== Segment start ==
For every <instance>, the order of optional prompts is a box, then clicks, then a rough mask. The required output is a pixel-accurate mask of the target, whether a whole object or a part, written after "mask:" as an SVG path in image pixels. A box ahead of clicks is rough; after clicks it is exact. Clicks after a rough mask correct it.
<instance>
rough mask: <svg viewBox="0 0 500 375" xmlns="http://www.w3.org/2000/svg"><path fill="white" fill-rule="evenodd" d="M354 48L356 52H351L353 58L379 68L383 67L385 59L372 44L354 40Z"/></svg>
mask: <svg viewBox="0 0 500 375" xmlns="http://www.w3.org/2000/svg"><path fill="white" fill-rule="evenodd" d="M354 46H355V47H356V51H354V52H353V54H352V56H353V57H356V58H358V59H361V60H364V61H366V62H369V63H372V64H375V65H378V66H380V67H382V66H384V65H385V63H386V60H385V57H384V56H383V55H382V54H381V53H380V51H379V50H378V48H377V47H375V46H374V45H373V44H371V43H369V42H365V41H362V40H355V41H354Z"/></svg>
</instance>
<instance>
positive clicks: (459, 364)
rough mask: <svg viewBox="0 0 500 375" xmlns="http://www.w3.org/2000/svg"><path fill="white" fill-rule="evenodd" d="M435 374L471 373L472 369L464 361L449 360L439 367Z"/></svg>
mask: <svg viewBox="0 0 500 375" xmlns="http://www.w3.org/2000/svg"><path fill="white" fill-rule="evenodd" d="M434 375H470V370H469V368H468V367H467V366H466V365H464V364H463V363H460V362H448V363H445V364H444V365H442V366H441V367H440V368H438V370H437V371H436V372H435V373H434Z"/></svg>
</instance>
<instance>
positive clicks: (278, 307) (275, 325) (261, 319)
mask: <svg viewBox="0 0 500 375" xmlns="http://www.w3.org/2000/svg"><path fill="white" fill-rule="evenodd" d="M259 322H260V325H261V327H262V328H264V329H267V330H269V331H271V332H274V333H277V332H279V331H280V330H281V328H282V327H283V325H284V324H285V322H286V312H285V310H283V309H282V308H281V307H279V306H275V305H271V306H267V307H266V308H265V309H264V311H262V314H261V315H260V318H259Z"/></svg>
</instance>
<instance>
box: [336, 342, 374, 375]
== Segment end ==
WHAT THE EXERCISE ASKS: Retype all of the data exactly. Leave nothing out.

RESULT FOR THIS TASK:
For every <instance>, the order of optional prompts is a box, then clicks, then a rough mask. The required output is a pixel-accurate mask of the target, whether a whole object or a part, written after "mask:" as an SVG path in image pixels. A box ahead of clicks is rough; after clicks it is exact. Clicks after a rough mask correct it.
<instance>
rough mask: <svg viewBox="0 0 500 375" xmlns="http://www.w3.org/2000/svg"><path fill="white" fill-rule="evenodd" d="M354 48L356 52H351L353 58L379 68L383 67L385 59L372 44L354 40Z"/></svg>
mask: <svg viewBox="0 0 500 375" xmlns="http://www.w3.org/2000/svg"><path fill="white" fill-rule="evenodd" d="M354 46H355V47H356V51H354V52H353V54H352V56H353V57H356V58H358V59H361V60H364V61H366V62H369V63H372V64H375V65H378V66H380V67H382V66H384V65H385V63H386V60H385V57H384V56H383V55H382V54H381V53H380V51H379V50H378V48H377V47H375V46H374V45H373V44H371V43H369V42H365V41H362V40H355V41H354Z"/></svg>
</instance>
<instance>
positive clicks: (459, 364)
rough mask: <svg viewBox="0 0 500 375" xmlns="http://www.w3.org/2000/svg"><path fill="white" fill-rule="evenodd" d="M435 374L471 373L472 369L464 361L449 360L439 367Z"/></svg>
mask: <svg viewBox="0 0 500 375" xmlns="http://www.w3.org/2000/svg"><path fill="white" fill-rule="evenodd" d="M434 375H470V370H469V368H468V367H467V366H466V365H464V364H463V363H460V362H448V363H445V364H444V365H442V366H441V367H440V368H438V370H437V371H436V372H435V373H434Z"/></svg>
</instance>
<instance>
positive clicks: (278, 307) (275, 325) (261, 319)
mask: <svg viewBox="0 0 500 375" xmlns="http://www.w3.org/2000/svg"><path fill="white" fill-rule="evenodd" d="M259 322H260V325H261V327H262V328H264V329H267V330H269V331H271V332H274V333H277V332H279V331H280V330H281V328H282V327H283V325H284V324H285V322H286V312H285V310H283V309H282V308H281V307H279V306H275V305H271V306H267V307H266V308H265V309H264V311H262V314H261V315H260V318H259Z"/></svg>
</instance>
<instance>
box: [336, 342, 374, 375]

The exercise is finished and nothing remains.